• **Short problem A**
Count the lines in the records below that contain the string "reflected". Reply with the number alone.

• **Reading text**
__________
Wednesday, February 3, 2021

Common Sense Is An Agile Shape-Shifting Zephyr

The Mansion is not a fortress. It IS penetrable, especially in a reverse kind of way. Common sense flies out the window on a regular basis around here. Even though the windows are closed and locked and double-paned, with weather-stripping.
 
Farmer H had started a load of laundry while I was gone to town. That's not unusual on a Sunday. I didn't pay much attention. Sometimes he calls from the recliner to ask if the washer is still running. The Pony was standing at the cutting block, putting away groceries he had carried in for me.
 
CLANG! CLANG! CLANG! CLANG! CLANG! CLANG! CLANG! 

The Pony continued taking bread out of a bag to move to the cabinet. Even though he was standing closest to the laundry room, with his back to the door, he made no motion to check on that OBVIOUSLY ABNORMAL SOUND FROM THE WASHER. He just looked at me, eyebrows raised. Of course Farmer H did not break his recline.
__________
• **Records supplied**
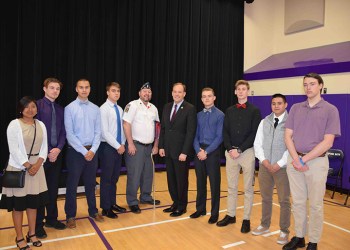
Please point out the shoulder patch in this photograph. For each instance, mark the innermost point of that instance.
(126, 110)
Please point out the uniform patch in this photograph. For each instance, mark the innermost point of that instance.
(127, 108)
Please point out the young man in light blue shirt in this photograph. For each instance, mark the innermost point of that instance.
(82, 121)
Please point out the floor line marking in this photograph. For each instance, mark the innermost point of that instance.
(234, 244)
(56, 239)
(162, 222)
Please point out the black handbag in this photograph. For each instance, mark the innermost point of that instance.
(16, 179)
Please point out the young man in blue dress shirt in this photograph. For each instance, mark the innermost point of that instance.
(111, 150)
(82, 121)
(52, 115)
(207, 163)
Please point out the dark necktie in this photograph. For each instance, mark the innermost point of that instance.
(276, 122)
(174, 113)
(119, 129)
(53, 126)
(239, 106)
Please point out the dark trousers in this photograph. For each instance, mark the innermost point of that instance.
(52, 174)
(209, 167)
(77, 166)
(177, 175)
(110, 164)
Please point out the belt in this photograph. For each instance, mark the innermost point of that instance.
(302, 154)
(143, 144)
(33, 154)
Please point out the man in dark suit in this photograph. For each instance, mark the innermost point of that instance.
(178, 128)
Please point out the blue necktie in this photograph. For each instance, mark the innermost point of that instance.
(119, 130)
(53, 126)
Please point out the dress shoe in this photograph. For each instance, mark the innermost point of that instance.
(311, 246)
(117, 208)
(151, 202)
(135, 209)
(40, 232)
(245, 226)
(197, 214)
(55, 224)
(227, 220)
(294, 243)
(170, 209)
(178, 213)
(109, 213)
(213, 219)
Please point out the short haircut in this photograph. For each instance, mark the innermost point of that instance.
(278, 95)
(23, 103)
(83, 80)
(316, 76)
(49, 80)
(208, 89)
(180, 83)
(112, 84)
(242, 82)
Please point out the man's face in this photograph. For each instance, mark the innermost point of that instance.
(242, 92)
(52, 91)
(208, 98)
(145, 95)
(113, 94)
(278, 106)
(312, 88)
(83, 89)
(178, 93)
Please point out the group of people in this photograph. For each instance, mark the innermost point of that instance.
(291, 148)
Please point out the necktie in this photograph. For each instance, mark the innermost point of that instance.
(174, 113)
(53, 126)
(241, 105)
(119, 130)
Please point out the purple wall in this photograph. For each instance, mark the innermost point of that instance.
(342, 102)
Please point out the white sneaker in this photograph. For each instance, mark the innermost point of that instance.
(260, 230)
(283, 238)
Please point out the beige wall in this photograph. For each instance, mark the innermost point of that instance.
(264, 36)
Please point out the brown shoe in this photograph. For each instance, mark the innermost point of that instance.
(97, 217)
(71, 223)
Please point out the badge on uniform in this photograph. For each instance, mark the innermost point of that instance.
(127, 108)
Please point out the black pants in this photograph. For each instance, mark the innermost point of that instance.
(209, 167)
(52, 174)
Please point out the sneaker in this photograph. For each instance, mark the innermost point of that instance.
(97, 217)
(71, 223)
(260, 230)
(283, 238)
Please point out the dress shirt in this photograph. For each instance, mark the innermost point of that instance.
(177, 108)
(259, 140)
(109, 124)
(82, 120)
(209, 129)
(44, 115)
(240, 126)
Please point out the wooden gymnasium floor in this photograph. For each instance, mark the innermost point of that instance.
(153, 229)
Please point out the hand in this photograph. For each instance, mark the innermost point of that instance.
(202, 155)
(89, 155)
(121, 149)
(154, 150)
(234, 153)
(182, 157)
(53, 154)
(161, 152)
(131, 149)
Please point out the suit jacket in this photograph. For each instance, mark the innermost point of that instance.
(177, 136)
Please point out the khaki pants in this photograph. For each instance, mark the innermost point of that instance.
(247, 161)
(309, 185)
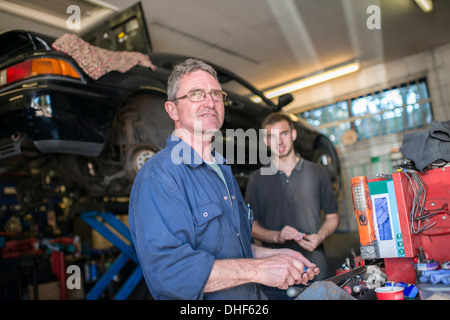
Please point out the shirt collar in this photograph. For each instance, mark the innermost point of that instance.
(183, 152)
(299, 165)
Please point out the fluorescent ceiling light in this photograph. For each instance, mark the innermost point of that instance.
(425, 5)
(311, 80)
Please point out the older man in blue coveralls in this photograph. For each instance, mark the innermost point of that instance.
(189, 223)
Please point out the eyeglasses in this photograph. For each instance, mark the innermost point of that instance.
(200, 95)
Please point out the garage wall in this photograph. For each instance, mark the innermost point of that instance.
(379, 154)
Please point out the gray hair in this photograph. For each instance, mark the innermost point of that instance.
(188, 66)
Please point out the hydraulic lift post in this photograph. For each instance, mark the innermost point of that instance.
(128, 253)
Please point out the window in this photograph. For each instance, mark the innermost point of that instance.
(397, 109)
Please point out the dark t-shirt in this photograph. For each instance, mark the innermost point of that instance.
(297, 201)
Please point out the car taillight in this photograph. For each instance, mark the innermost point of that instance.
(35, 67)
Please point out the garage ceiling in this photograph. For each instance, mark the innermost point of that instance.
(267, 42)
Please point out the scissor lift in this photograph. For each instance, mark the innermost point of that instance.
(127, 253)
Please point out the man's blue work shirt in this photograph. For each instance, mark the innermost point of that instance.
(182, 217)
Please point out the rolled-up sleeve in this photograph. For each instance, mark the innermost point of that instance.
(163, 233)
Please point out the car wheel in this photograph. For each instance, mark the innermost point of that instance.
(136, 156)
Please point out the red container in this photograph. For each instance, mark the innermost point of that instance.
(389, 293)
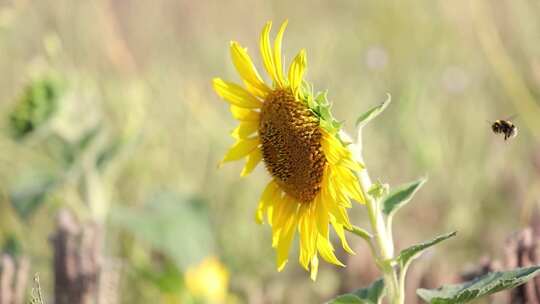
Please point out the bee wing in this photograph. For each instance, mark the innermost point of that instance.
(512, 117)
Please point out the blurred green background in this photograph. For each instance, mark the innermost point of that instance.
(107, 109)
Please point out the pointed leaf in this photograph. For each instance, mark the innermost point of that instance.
(369, 295)
(401, 196)
(372, 113)
(481, 286)
(409, 254)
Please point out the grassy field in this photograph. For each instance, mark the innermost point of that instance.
(135, 78)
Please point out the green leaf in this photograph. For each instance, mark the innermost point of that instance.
(174, 225)
(401, 196)
(409, 254)
(372, 113)
(37, 105)
(479, 287)
(369, 295)
(168, 279)
(29, 194)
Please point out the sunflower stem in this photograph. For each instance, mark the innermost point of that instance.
(382, 232)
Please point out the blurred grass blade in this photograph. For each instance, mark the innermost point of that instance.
(409, 254)
(479, 287)
(370, 295)
(172, 224)
(372, 113)
(28, 195)
(401, 196)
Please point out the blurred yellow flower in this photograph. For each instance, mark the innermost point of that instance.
(294, 134)
(208, 280)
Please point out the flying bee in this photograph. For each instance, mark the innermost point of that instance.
(504, 126)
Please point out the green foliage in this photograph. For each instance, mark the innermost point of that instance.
(406, 256)
(174, 225)
(36, 106)
(12, 246)
(479, 287)
(369, 295)
(28, 195)
(401, 196)
(367, 116)
(321, 107)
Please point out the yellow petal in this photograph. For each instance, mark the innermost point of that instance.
(284, 210)
(253, 160)
(245, 129)
(244, 114)
(277, 54)
(341, 234)
(349, 184)
(266, 52)
(297, 70)
(314, 268)
(240, 149)
(284, 243)
(270, 194)
(323, 220)
(247, 70)
(308, 235)
(235, 94)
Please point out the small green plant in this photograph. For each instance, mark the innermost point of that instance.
(382, 205)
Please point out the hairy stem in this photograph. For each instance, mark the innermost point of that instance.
(381, 232)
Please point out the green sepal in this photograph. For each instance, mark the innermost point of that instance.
(321, 107)
(378, 190)
(479, 287)
(406, 256)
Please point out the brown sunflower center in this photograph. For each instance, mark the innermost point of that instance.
(291, 145)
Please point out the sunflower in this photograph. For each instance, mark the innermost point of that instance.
(292, 131)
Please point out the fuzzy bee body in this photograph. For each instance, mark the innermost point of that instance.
(505, 127)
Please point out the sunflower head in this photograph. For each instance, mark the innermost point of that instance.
(292, 131)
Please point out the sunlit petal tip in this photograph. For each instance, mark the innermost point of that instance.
(314, 268)
(277, 54)
(281, 266)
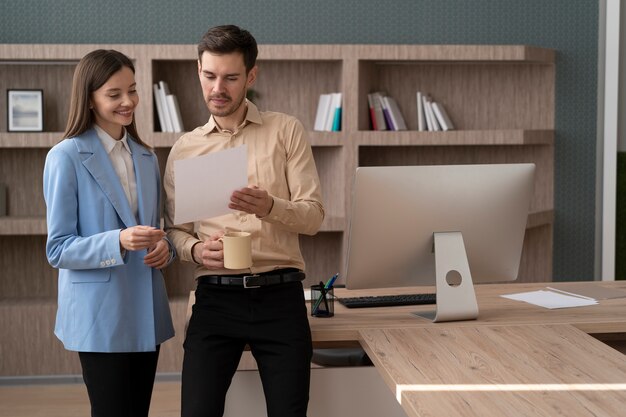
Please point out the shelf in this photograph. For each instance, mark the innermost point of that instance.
(14, 226)
(456, 138)
(333, 224)
(501, 98)
(318, 139)
(29, 139)
(540, 218)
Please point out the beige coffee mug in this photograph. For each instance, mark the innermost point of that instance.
(237, 250)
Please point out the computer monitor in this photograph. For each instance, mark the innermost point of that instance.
(432, 225)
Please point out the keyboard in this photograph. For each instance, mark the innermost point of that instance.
(388, 300)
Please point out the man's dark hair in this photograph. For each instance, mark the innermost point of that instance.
(227, 39)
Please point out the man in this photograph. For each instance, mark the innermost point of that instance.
(282, 201)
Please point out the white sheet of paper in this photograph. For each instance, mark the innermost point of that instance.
(204, 183)
(551, 299)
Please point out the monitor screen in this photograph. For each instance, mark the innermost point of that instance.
(397, 210)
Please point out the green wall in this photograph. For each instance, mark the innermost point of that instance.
(569, 26)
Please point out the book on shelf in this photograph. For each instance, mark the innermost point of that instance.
(159, 106)
(431, 121)
(374, 101)
(421, 116)
(386, 114)
(442, 116)
(323, 107)
(168, 110)
(174, 110)
(328, 116)
(166, 124)
(333, 123)
(395, 115)
(432, 115)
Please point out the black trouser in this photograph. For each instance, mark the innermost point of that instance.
(273, 321)
(119, 384)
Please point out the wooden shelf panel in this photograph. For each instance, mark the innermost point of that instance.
(540, 218)
(333, 224)
(14, 226)
(455, 138)
(29, 140)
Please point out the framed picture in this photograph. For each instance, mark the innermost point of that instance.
(25, 110)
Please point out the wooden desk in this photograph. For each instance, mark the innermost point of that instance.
(606, 320)
(529, 370)
(505, 355)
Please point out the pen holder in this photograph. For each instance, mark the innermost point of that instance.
(322, 301)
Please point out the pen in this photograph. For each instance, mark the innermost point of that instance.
(331, 281)
(326, 286)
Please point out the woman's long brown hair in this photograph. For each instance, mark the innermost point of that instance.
(93, 70)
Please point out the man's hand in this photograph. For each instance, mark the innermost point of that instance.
(158, 255)
(140, 237)
(210, 253)
(253, 200)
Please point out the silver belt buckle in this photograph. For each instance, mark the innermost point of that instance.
(245, 281)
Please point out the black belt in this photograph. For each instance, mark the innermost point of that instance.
(253, 280)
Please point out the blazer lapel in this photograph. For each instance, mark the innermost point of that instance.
(97, 162)
(147, 190)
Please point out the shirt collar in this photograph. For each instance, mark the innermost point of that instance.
(252, 116)
(108, 142)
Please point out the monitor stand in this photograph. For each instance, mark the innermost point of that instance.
(454, 302)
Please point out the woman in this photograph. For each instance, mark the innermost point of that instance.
(102, 191)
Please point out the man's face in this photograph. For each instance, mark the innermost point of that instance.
(224, 82)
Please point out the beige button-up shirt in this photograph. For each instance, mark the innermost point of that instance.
(281, 162)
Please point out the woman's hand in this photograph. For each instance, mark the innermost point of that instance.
(140, 237)
(158, 255)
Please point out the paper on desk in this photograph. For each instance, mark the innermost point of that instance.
(204, 183)
(551, 299)
(589, 290)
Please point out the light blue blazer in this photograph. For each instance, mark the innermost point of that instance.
(106, 302)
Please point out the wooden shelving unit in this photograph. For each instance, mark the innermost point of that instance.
(500, 97)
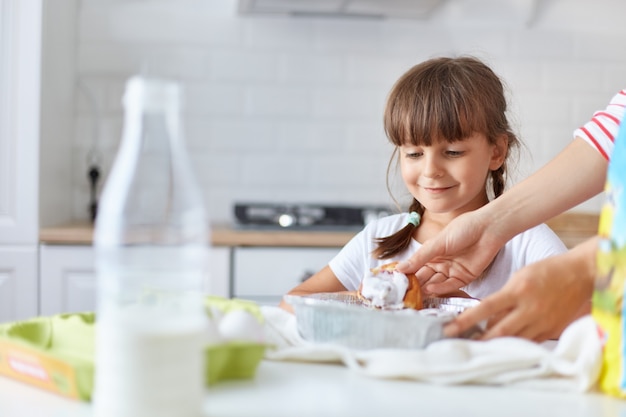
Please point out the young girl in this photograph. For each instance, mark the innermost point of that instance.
(446, 117)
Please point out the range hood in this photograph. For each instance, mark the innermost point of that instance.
(415, 9)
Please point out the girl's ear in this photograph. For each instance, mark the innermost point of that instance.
(499, 152)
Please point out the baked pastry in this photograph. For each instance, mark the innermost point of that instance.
(387, 288)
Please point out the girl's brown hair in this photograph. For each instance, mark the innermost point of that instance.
(444, 99)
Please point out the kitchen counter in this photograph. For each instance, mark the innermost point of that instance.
(221, 235)
(300, 389)
(572, 227)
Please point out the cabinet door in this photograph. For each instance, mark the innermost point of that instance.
(18, 283)
(20, 34)
(266, 274)
(68, 279)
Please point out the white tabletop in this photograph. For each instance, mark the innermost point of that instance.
(300, 389)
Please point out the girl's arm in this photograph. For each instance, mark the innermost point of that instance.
(323, 281)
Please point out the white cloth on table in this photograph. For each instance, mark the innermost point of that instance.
(572, 364)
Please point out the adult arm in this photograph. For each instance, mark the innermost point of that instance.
(467, 245)
(539, 300)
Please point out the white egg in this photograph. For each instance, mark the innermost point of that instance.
(241, 325)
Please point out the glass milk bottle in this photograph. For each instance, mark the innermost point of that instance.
(151, 254)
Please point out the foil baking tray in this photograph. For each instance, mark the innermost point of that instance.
(341, 318)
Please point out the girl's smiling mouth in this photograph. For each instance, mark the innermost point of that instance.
(435, 190)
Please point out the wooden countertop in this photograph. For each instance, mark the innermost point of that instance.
(221, 235)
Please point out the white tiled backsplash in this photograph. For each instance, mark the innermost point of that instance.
(290, 109)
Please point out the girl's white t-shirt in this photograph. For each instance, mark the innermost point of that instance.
(355, 259)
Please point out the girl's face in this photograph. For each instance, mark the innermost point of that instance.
(450, 178)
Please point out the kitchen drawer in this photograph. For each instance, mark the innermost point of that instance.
(265, 274)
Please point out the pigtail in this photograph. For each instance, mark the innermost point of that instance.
(498, 181)
(391, 245)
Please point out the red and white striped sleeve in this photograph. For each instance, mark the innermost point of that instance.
(601, 130)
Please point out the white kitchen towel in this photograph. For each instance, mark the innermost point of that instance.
(572, 365)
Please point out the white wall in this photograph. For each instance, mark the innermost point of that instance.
(290, 108)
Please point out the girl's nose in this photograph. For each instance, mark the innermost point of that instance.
(431, 167)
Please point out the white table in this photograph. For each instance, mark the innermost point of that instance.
(318, 390)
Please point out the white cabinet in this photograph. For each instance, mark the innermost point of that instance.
(18, 283)
(68, 280)
(20, 49)
(265, 274)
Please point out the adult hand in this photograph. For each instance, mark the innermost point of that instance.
(455, 256)
(539, 301)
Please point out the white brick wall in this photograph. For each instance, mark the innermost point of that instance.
(291, 108)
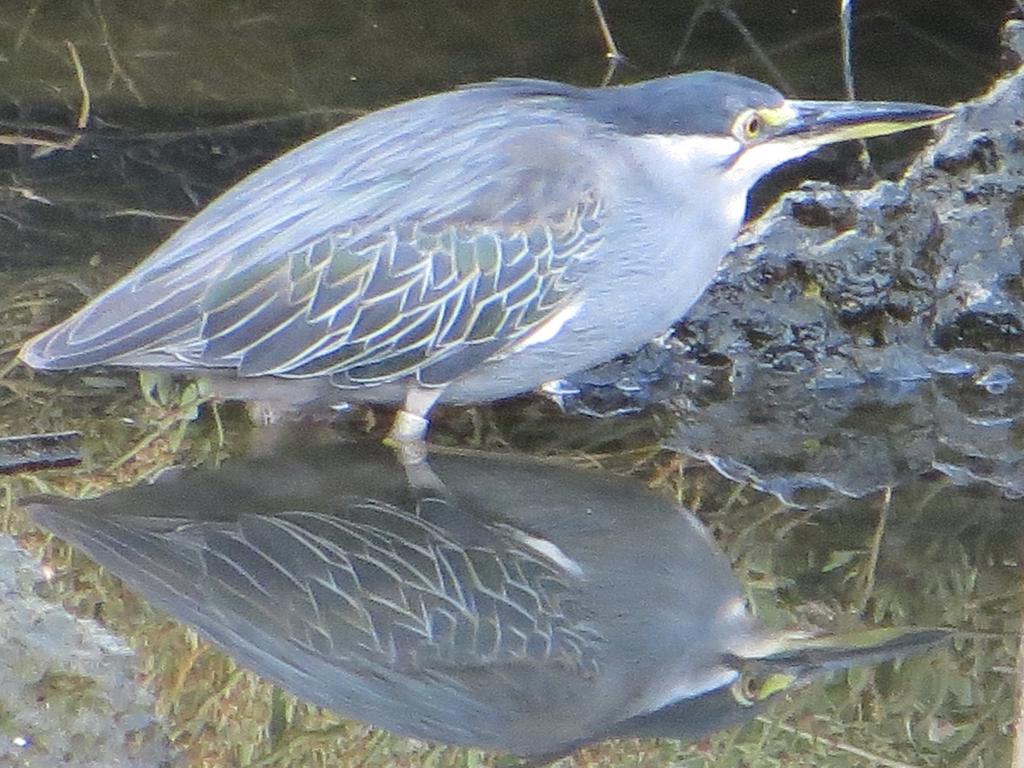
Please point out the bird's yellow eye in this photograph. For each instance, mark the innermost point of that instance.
(749, 126)
(745, 689)
(750, 688)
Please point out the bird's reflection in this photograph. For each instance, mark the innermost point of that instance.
(509, 603)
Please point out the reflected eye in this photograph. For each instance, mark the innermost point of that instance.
(745, 689)
(749, 126)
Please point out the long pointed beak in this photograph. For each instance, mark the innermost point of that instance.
(825, 122)
(810, 655)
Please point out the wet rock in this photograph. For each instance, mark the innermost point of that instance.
(905, 300)
(68, 689)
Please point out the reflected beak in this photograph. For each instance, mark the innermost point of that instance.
(820, 123)
(792, 659)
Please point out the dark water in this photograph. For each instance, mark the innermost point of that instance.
(186, 97)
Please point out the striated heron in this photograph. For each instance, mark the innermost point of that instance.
(461, 248)
(523, 607)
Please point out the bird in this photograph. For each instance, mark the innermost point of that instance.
(463, 247)
(526, 607)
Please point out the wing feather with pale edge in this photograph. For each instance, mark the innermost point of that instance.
(353, 259)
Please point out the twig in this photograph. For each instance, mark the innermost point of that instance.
(117, 71)
(872, 559)
(46, 146)
(611, 51)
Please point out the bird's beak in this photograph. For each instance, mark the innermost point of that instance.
(826, 122)
(790, 659)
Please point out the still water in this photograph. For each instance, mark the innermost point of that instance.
(183, 99)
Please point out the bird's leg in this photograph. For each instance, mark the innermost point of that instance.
(408, 438)
(408, 435)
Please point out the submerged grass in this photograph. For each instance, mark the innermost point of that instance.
(892, 561)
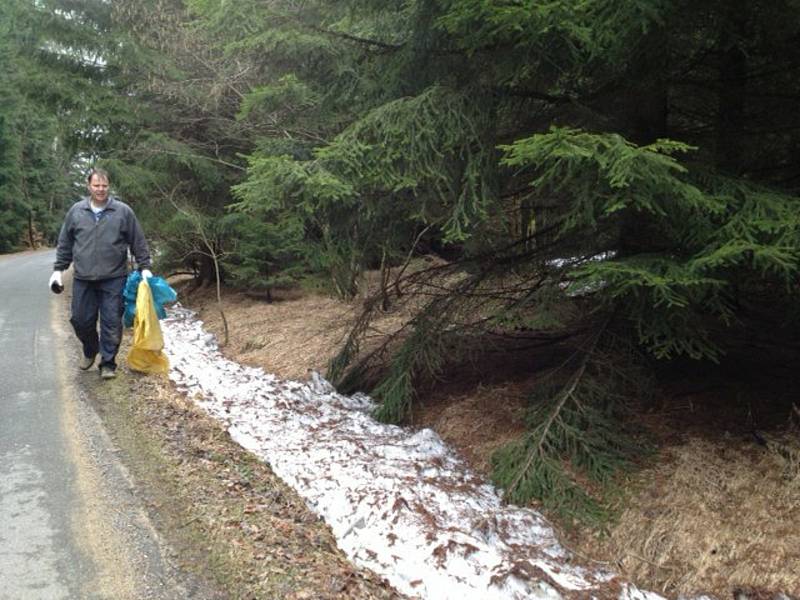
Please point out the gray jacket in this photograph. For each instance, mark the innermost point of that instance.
__________
• **Short problem B**
In the post about the noisy washer, what was the Pony taking out of a bag when the clanging started?

• **Final result A**
2

• **Final result B**
Bread, to move to the cabinet.